[Data records]
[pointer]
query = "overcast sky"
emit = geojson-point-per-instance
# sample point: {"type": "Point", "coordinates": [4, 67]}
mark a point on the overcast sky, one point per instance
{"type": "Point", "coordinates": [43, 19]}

**REQUIREMENTS**:
Write out all of the lines above again, requests included. Scale every coordinate in the answers by 0.5 and round to whole numbers, with halves going up. Leave the numbers in the requests and in the sample point unchanged.

**THE COMPLETED TASK**:
[pointer]
query = "overcast sky"
emit = geojson-point-per-instance
# sample point: {"type": "Point", "coordinates": [4, 67]}
mark a point on the overcast sky, one point per instance
{"type": "Point", "coordinates": [22, 10]}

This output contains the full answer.